++++ Secção do documento ++++

“Para cumprir os objetivos do Pacto Ecológico Europeu, a União Europeia deve apostar nas energias renováveis ou na energia nuclear? Há outro caminho?” Em resposta a estas perguntas que lhe foram colocadas pelo jornal “Público”, a ex-líder do Bloco de Esquerda e agora candidata ao Parlamento Europeu defendeu que a União Europeia “tem de ter um grande plano de investimento de descarbonização” da economia, apostando nas energias renováveis, além de uma mudança nos “modos de produção e mobilidade”.
Na mesma resposta considerou que “o nuclear é que não é resposta”, exemplificando com os “acidentes nucleares” já registados “em várias zonas do mundo”. Mais, assinalou que “desde que foi assinado o Acordo de Paris, as emissões [de gases com efeito de estufa] não diminuíram. E, neste momento, o que os cientistas nos dizem é que as alterações provocadas pelo aquecimento global estão a ser mais rápidas do que se esperava”, daí a urgência da descarbonização.
Tem razão ao dizer que “as emissões não diminuíram”?
O referido Acordo de Paris foi adotado por 196 países na Conferência das Nações Unidas sobre Alterações Climáticas (COP21) em Paris, França, a 12 de dezembro de 2015 – tendo entrado em vigor cerca de um ano depois, a 4 de novembro de 2016. O seu principal objetivo consiste em assegurar um “aumento da temperatura média global bem abaixo dos 2°C em relação aos níveis pré-industriais” e encetar esforços para “limitar” esse aumento “a 1,5ºC”.
A alegação de Martins sustenta-se em dados do “Emissions Gap Report 2023” (“Relatório sobre o Défice de Emissões 2023”, em tradução livre), divulgado pelo Programa das Nações Unidas para o Meio Ambiente (PNUMA) no final do ano passado. O documento apresenta um gráfico que sistematiza o valor total de emissões de gases com efeito de estufa (GEE) líquidas entre 1990 e 2022, ao nível global.
De acordo com os dados do gráfico, o montante total das emissões aumentou gradualmente ao longo desse período, com ligeiras oscilações pelo meio. Subiu de 37,9 gigatoneladas de Dióxido de Carbono Equivalente (GtCO₂e) registadas em 1990 para 41,8 em 2000, 51,6 em 2010 e 54,5 em 2020. Entretanto atingiu um novo recorde de 57,4 gigatoneladas em 2022, valor mais alto de que há registo.

++++ Dados fornecidos ++++

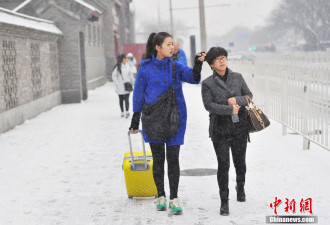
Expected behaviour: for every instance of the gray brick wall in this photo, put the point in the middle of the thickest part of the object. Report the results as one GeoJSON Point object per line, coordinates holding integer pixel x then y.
{"type": "Point", "coordinates": [22, 39]}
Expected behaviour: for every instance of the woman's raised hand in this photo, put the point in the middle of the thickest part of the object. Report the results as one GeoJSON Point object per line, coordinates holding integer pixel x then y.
{"type": "Point", "coordinates": [201, 56]}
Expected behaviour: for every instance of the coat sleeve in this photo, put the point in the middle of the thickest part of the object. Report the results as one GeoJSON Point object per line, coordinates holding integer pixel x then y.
{"type": "Point", "coordinates": [241, 100]}
{"type": "Point", "coordinates": [185, 74]}
{"type": "Point", "coordinates": [114, 76]}
{"type": "Point", "coordinates": [210, 104]}
{"type": "Point", "coordinates": [139, 91]}
{"type": "Point", "coordinates": [131, 76]}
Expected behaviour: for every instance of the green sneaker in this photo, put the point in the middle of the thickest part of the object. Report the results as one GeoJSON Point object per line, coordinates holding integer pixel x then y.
{"type": "Point", "coordinates": [161, 204]}
{"type": "Point", "coordinates": [175, 206]}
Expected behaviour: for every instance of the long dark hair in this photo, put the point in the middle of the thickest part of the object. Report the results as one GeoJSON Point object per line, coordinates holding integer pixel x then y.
{"type": "Point", "coordinates": [153, 40]}
{"type": "Point", "coordinates": [119, 62]}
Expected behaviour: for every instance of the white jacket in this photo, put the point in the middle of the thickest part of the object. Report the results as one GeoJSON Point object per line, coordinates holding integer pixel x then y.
{"type": "Point", "coordinates": [119, 79]}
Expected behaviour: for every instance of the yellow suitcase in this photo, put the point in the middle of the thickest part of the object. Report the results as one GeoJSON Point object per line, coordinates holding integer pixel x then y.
{"type": "Point", "coordinates": [138, 172]}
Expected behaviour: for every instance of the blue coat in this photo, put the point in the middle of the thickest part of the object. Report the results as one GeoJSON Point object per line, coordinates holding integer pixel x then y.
{"type": "Point", "coordinates": [182, 57]}
{"type": "Point", "coordinates": [153, 79]}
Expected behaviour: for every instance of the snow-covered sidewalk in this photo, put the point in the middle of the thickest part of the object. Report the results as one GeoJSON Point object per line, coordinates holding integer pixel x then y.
{"type": "Point", "coordinates": [64, 167]}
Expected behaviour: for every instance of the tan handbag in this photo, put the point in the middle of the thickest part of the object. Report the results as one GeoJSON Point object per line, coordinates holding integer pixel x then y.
{"type": "Point", "coordinates": [257, 119]}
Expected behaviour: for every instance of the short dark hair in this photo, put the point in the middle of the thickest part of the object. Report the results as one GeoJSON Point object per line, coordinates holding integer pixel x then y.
{"type": "Point", "coordinates": [214, 53]}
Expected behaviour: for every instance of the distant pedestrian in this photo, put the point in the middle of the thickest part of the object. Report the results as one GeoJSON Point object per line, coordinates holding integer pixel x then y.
{"type": "Point", "coordinates": [179, 55]}
{"type": "Point", "coordinates": [154, 78]}
{"type": "Point", "coordinates": [122, 74]}
{"type": "Point", "coordinates": [132, 63]}
{"type": "Point", "coordinates": [224, 97]}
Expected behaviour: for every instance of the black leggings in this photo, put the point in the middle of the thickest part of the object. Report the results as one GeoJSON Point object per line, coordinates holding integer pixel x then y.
{"type": "Point", "coordinates": [238, 150]}
{"type": "Point", "coordinates": [123, 98]}
{"type": "Point", "coordinates": [172, 156]}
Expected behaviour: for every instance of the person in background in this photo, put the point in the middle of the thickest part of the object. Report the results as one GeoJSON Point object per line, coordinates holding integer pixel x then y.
{"type": "Point", "coordinates": [179, 54]}
{"type": "Point", "coordinates": [223, 96]}
{"type": "Point", "coordinates": [121, 74]}
{"type": "Point", "coordinates": [132, 63]}
{"type": "Point", "coordinates": [153, 79]}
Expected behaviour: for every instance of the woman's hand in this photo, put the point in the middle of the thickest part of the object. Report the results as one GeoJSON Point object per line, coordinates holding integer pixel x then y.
{"type": "Point", "coordinates": [236, 109]}
{"type": "Point", "coordinates": [201, 56]}
{"type": "Point", "coordinates": [232, 101]}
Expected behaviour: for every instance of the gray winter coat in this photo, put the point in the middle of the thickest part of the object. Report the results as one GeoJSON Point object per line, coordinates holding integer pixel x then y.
{"type": "Point", "coordinates": [216, 92]}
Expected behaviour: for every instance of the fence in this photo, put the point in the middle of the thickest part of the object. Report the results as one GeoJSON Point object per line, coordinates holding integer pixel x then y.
{"type": "Point", "coordinates": [296, 95]}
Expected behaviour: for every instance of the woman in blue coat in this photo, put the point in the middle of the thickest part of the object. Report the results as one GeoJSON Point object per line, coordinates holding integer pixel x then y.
{"type": "Point", "coordinates": [153, 79]}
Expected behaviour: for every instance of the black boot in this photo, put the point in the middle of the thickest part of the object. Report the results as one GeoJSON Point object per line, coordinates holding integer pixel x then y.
{"type": "Point", "coordinates": [224, 208]}
{"type": "Point", "coordinates": [240, 193]}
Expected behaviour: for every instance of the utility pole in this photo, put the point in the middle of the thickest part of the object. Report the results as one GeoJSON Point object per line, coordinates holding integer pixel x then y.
{"type": "Point", "coordinates": [158, 14]}
{"type": "Point", "coordinates": [202, 25]}
{"type": "Point", "coordinates": [171, 14]}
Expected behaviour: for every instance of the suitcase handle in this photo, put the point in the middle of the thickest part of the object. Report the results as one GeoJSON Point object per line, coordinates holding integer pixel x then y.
{"type": "Point", "coordinates": [131, 150]}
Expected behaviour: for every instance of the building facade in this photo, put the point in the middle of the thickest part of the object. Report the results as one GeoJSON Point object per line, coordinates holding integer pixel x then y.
{"type": "Point", "coordinates": [92, 33]}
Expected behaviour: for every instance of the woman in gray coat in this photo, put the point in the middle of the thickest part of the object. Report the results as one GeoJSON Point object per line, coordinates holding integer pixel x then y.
{"type": "Point", "coordinates": [121, 74]}
{"type": "Point", "coordinates": [224, 97]}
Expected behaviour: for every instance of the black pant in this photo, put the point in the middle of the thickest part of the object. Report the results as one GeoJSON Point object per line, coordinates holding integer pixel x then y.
{"type": "Point", "coordinates": [238, 150]}
{"type": "Point", "coordinates": [172, 156]}
{"type": "Point", "coordinates": [122, 99]}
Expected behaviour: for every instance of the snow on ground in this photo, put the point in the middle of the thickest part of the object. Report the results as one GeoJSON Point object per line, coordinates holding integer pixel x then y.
{"type": "Point", "coordinates": [64, 168]}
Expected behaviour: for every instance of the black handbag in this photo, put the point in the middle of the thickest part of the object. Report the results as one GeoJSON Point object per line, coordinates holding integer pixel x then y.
{"type": "Point", "coordinates": [257, 119]}
{"type": "Point", "coordinates": [160, 120]}
{"type": "Point", "coordinates": [128, 86]}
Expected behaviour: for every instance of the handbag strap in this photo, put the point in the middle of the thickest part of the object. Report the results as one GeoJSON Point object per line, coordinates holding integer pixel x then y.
{"type": "Point", "coordinates": [173, 71]}
{"type": "Point", "coordinates": [249, 100]}
{"type": "Point", "coordinates": [173, 79]}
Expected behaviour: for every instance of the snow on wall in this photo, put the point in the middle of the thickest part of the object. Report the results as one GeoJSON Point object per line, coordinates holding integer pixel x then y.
{"type": "Point", "coordinates": [18, 19]}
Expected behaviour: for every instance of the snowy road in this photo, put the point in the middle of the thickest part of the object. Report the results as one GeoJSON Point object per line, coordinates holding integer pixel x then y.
{"type": "Point", "coordinates": [64, 168]}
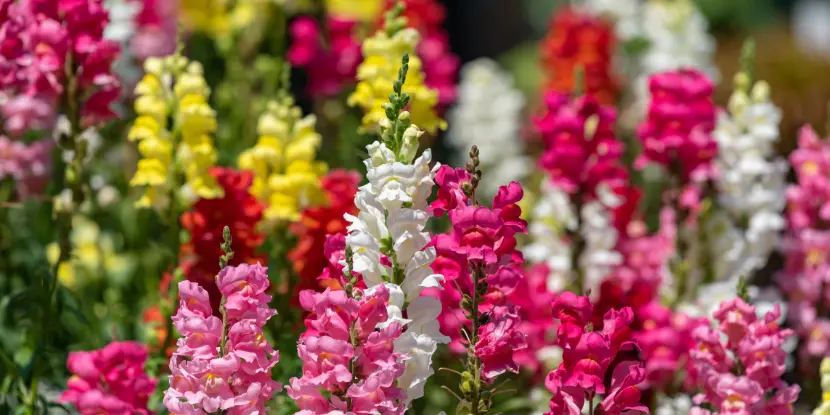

++++

*Problemas e tarefas:*
**A.** Responda a estas perguntas com base no texto sobre as emissões de gases com efeito de estufa:
(i) Em que data foi adotado o Acordo de Paris?
(ii) Que organismo divulgou o "Emissions Gap Report 2023"?
(iii) Qual foi o total de emissões registado em 2022?
**B.** Prossiga o texto sobre as emissões de gases com efeito de estufa a partir do ponto em que termina.
Os registos não são necessários para resolver os exercícios.

*Respostas dos exercícios:*
**A.**
(i) A 12 de dezembro de 2015.
(ii) O Programa das Nações Unidas para o Meio Ambiente (PNUMA).
(iii) 57,4 gigatoneladas de Dióxido de Carbono Equivalente (GtCO₂e).

**B.**
Entre 2010 e 2022, apenas se registou uma quebra nas emissões que pode ser considerada mais expressiva: de 2019 para 2020, “induzida pela pandemia de Covid-19”. Após esse breve período, “todos os setores, com exceção dos transportes, recuperaram totalmente da queda” registada nas emissões e “excedem agora os níveis de 2019”.
O mesmo relatório indica que as “emissões de CO₂ provenientes da combustão de combustíveis fósseis e dos processos industriais foram os principais contribuintes para o aumento global, representando cerca de dois terços das atuais emissões de GEE”. E também que as “emissões de metano (CH4), óxido nitroso (N2O) e gases fluorados (F-gases), que têm potenciais de aquecimento global mais elevados e representam cerca de um quarto das atuais emissões de GEE, estão a aumentar rapidamente: em 2022, as emissões de F-gases aumentaram 5,5%, seguidas das de CH4, 1,8%, e de N2O, 0,9%”.
Pelo que a alegação de Martins é verdadeira. Mas importa ter em atenção que, segundo um relatório lançado em 2022 pelo Painel Intergovernamental sobre Mudanças Climáticas (IPCC, na sigla em inglês), “para limitar o aquecimento a cerca de 1,5°C (2,7°F) é necessário que as emissões globais de gases com efeito de estufa atinjam o seu máximo antes de 2025, o mais tardar” – ou seja, apenas no próximo ano -, “e sejam reduzidas em 43% até 2030”. Isto ao mesmo tempo que “o metano também teria de ser reduzido em cerca de um terço”.
Uma análise que resulta na seguinte conclusão: “Mesmo que o façamos, é quase inevitável que ultrapassemos temporariamente este limiar de temperatura, mas poderemos voltar a situar-nos abaixo dele até ao final do século.”